HOW TO COMPLETE THIS TASK: Leaving the images out, output each entry below exactly.

DATA SECTION:
/---
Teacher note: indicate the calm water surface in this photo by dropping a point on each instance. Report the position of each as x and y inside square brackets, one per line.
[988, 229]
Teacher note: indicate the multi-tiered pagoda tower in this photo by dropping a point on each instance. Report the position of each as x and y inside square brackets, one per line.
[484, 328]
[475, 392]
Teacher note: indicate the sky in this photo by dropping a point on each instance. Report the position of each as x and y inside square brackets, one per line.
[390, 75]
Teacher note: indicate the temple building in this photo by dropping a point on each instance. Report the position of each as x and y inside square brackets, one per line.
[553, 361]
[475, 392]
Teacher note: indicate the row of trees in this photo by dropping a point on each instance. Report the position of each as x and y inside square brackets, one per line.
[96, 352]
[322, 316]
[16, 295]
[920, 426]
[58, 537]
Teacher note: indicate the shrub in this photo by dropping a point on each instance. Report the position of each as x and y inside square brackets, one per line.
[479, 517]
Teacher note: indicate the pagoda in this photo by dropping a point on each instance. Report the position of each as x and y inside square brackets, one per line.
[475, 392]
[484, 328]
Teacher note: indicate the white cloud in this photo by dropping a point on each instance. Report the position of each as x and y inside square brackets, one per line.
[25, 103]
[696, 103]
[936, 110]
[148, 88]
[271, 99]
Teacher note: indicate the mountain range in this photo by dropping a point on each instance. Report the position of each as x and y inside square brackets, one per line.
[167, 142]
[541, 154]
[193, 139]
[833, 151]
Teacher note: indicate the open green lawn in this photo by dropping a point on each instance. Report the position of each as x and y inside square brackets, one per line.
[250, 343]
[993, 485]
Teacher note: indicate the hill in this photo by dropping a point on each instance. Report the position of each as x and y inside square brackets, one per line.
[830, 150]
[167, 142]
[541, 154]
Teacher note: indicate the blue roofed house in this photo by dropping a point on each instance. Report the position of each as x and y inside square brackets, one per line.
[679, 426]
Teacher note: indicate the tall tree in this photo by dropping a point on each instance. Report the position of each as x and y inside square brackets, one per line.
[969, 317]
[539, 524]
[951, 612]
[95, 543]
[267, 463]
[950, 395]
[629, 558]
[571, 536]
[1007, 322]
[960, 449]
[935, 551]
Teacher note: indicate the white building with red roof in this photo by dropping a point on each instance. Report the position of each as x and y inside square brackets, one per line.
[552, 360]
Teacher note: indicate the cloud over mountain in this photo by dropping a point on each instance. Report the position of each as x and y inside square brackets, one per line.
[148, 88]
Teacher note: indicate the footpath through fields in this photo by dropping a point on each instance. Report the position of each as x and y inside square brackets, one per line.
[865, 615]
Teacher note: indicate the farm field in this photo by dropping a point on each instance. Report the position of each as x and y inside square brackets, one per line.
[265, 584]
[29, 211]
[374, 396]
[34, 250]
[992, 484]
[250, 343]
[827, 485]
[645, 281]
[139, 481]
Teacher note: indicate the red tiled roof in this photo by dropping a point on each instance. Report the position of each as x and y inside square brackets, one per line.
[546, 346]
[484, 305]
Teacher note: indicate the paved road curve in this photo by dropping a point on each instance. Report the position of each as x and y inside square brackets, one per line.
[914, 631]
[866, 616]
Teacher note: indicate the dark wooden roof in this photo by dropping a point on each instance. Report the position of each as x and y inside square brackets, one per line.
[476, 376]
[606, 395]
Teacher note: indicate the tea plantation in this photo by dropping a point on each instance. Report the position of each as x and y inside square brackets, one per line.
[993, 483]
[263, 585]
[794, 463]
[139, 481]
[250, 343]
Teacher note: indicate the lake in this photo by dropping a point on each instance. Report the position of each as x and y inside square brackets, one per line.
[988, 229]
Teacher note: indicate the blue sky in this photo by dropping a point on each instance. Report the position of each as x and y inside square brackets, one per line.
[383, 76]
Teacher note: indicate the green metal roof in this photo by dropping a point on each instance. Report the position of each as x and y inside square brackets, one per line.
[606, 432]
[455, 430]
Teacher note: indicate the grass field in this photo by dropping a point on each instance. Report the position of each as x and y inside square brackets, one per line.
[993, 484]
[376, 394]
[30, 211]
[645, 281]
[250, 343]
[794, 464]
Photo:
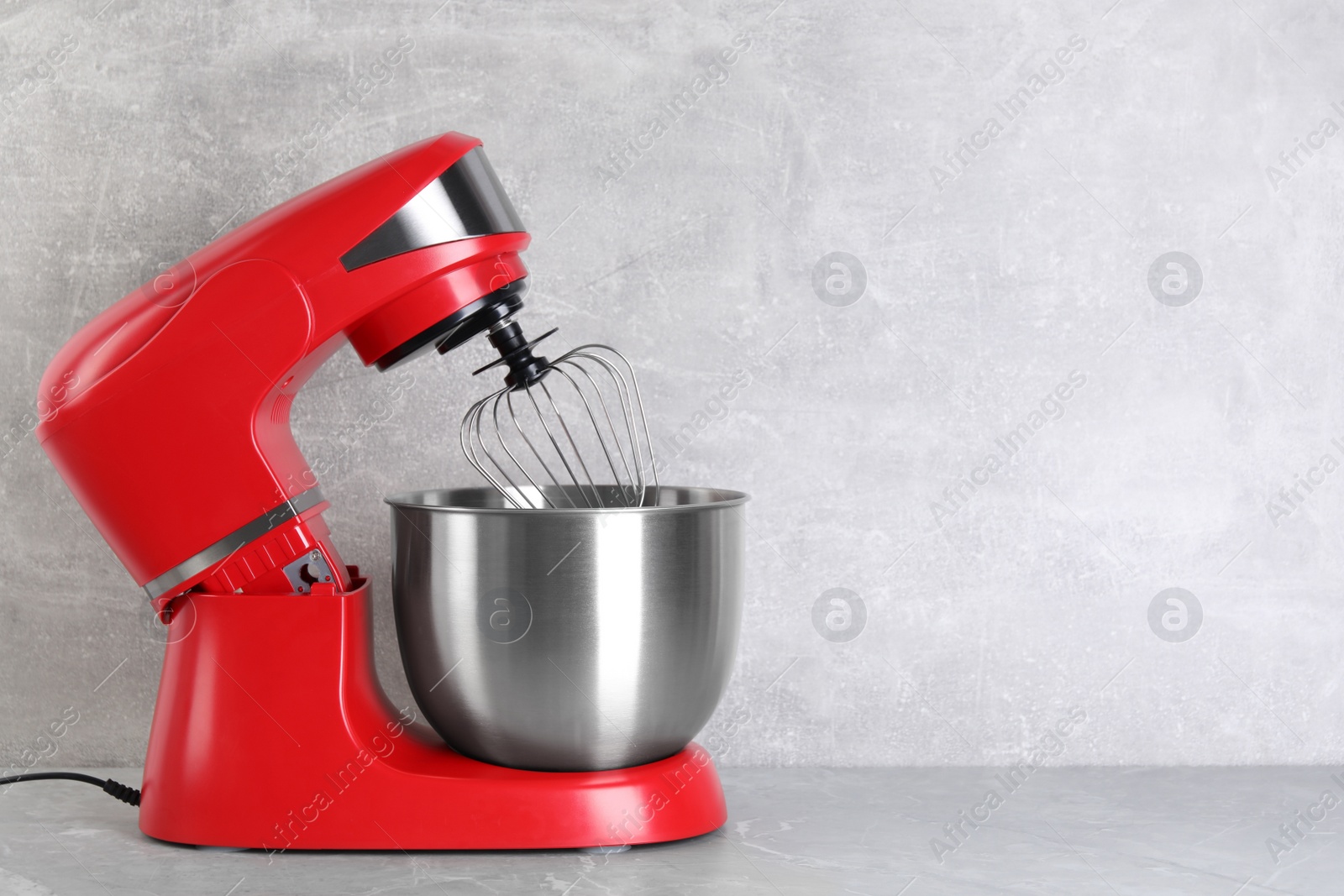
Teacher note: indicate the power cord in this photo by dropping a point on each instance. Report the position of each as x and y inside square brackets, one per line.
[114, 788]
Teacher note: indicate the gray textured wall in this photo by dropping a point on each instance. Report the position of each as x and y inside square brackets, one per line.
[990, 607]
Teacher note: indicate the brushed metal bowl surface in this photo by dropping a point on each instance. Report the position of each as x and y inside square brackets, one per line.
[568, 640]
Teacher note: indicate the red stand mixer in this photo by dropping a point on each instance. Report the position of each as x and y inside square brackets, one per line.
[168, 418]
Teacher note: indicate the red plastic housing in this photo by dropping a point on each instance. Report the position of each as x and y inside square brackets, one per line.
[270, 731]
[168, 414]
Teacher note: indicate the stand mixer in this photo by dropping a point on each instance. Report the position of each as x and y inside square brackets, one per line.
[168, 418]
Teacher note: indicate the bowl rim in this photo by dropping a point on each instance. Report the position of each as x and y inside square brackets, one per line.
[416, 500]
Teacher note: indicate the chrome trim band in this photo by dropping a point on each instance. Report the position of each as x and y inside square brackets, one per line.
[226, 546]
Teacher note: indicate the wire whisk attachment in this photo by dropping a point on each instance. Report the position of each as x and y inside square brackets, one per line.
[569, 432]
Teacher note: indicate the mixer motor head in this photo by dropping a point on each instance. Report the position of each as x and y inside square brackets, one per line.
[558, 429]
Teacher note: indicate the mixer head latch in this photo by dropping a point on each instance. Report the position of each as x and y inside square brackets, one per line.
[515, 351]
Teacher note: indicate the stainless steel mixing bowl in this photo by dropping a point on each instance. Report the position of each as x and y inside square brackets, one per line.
\---
TASK OUTPUT:
Teacher note: indicate the calm water surface in this photo by dropping a point on each instance. Report the position of each as x and y inside square brackets, one per line.
[988, 229]
Teacher note: indicate the multi-tiered pagoda tower in this photo by dropping a point on each instance. Report the position of each as x and y inside square brackets, one per line.
[484, 328]
[475, 392]
Teacher note: indicate the sky in this photo by dropping a point on each instance. Report the position of each as x and y inside square brackets, one per line.
[390, 75]
Teacher note: indicate the temple building in this photo by dropping a point on each instance. Report the position of each as x and y inside square brackets, one per line.
[553, 361]
[475, 392]
Teacher note: indicate the row of trees in this photo by dropping a point on each instance. Report the position of each as x and y inside square brackets, one per line.
[96, 352]
[322, 316]
[16, 295]
[920, 426]
[58, 537]
Teacher note: indicate the shrub in this photo by dropping a point on each instance. Report the position of each as x and y inside square brackets, one per line.
[479, 517]
Teacher note: indicate the pagoda in this photo by dropping a point on each instance. Report the position of each as x and y inside square brackets, one per line.
[475, 392]
[484, 328]
Teacher note: indicate the white cloud in this photo by dropping a point on each instance. Report the position of each as x and y inside square brackets, one per line.
[25, 103]
[696, 103]
[936, 110]
[148, 88]
[271, 99]
Teacher note: indicate the mountain range in this photo by dropping a point on each instance. Report the position of each as x and y inside square brackets, one per line.
[167, 142]
[541, 154]
[193, 139]
[833, 151]
Teacher note: indicate the open green lawn in this photo by dropping a point on each instance. Report the position of each as x and y inside square brackets, one per line.
[250, 343]
[993, 485]
Teacher note: indicate the hill in this photo by dropping a point on each instance. Report the position of each as x and y inside square brackets, one per line.
[830, 150]
[167, 142]
[541, 154]
Teacher note: indicate the blue roofed house in this photo by dropping a point on each instance. Report the position of each as x and y inside square brackets, one per line.
[679, 426]
Teacher note: indicate the tall tree in this photo by dropping a point on each instance. Report the position of each as x and y inside square brackets, one per line.
[969, 317]
[539, 524]
[951, 612]
[95, 543]
[267, 463]
[950, 395]
[629, 558]
[571, 536]
[1007, 322]
[960, 449]
[935, 551]
Teacher note: indicate the white building with red roof in this photo by dropping a point on each instance. Report the position of each as x and y inside square brackets, one per line.
[552, 360]
Teacher note: indicate the cloud over mountain in this photo by dropping a point on each instance. Report the position of each as x and y inside square brackets, one per line.
[148, 88]
Teacher note: indicate the footpath through fields in this photo by dropping a point on each instance. Report the position of each as x and y inside square brackets, one per line.
[865, 615]
Teacher note: indicate the farm field in this photo by dropping a point on each instance. Report the position of each as x and y inside square brackets, one per line.
[265, 584]
[29, 211]
[374, 396]
[34, 250]
[992, 484]
[250, 343]
[827, 485]
[645, 281]
[139, 481]
Teacher note: indicate the red tiled roof in this photo by dropping a point on each instance. Report the position of each as x and y inside square brackets, one per line.
[546, 346]
[484, 305]
Teacher note: indicate the paved road curve in this photo by dropping a point on each instance. Report the position of each as x and y inside square brackets, one per line.
[914, 631]
[866, 616]
Teacher note: indicate the dark wooden roof in this photo by dropping a point on each instance. Report the position of each as x and y inside square brackets, one per line.
[476, 376]
[606, 395]
Teacher note: indicate the tea plantation in this photo by dropping a point on each instance. Report the position of each as x and y inside square brackets, one per line.
[993, 483]
[263, 585]
[794, 463]
[139, 481]
[250, 343]
Teacher note: indicate the lake in this photo by dropping a point on each instance. Report the position of each as x and y inside square brackets, one per line.
[988, 229]
Teacher note: indicate the blue sky in this photo by dropping a point on each instance. Report the position of each as x and y inside square brackets, one per line.
[383, 76]
Teacher note: indicate the green metal roof in this photo by dropping a point on each instance. Report the position of each as x and y inside square brackets, one per line.
[606, 432]
[455, 430]
Teacher note: indicate the grass field in this photo by dropping a point on each instance. Report the position of each as x and y inside square brackets, one per line.
[993, 484]
[376, 394]
[30, 211]
[645, 281]
[250, 343]
[794, 464]
Photo:
Teacher note: indicate the power cord in this photo by dropping a point on each instance. Report the position of each as x and y inside square brackets, one per line.
[114, 788]
Teacher note: indicate the gray textured wall in this photo by dropping a point on each instance. Report the position of each as x and y inside square brackets, one per line.
[990, 607]
Teacher note: indicate the brushed metal bowl surface in this photo by dropping a point on each instance. Report the position of each as x and y inside square brackets, one per line.
[568, 640]
Teacher note: indicate the red stand mixer in this photo by dropping a point on each instance. Report the position of each as x and y inside square brackets, one per line.
[168, 418]
Teacher note: indicate the red plastic housing in this photo by dropping a point on each instance. Report the position of each as x and y inside square brackets, one per line.
[270, 731]
[168, 414]
Teacher note: indicate the stand mixer in this photo by dropping a point on each instance. Report the position of each as x and y inside square brackets, one per line.
[168, 418]
Teacher note: indicate the bowl rim in this photo by dropping a point on each instance. Report the position of each as x and y inside square brackets, one per line.
[416, 500]
Teacher note: indicate the chrome trim band in this photo by dropping a point on each instance. Report the position of each as x and y inside square brackets, one per line.
[226, 546]
Teacher note: indicate the wire whisk attachment in this photo by dropping a point on each instance. Report the position of each as x and y inside square brackets, one per line.
[569, 432]
Teacher note: indicate the mixer motor head in this photo by dropping a point on each instance. Report the position of each as x and y inside square brackets, one per line.
[558, 429]
Teacher note: indicate the mixer head latch in this photo by dropping a point on each instance. Report the position of each as x and y inside square brackets, one per line.
[515, 351]
Teacher note: indicate the stainless steel mixing bowl in this photo by dropping a point on each instance. Report the position of each as x and y inside square brackets, one per line.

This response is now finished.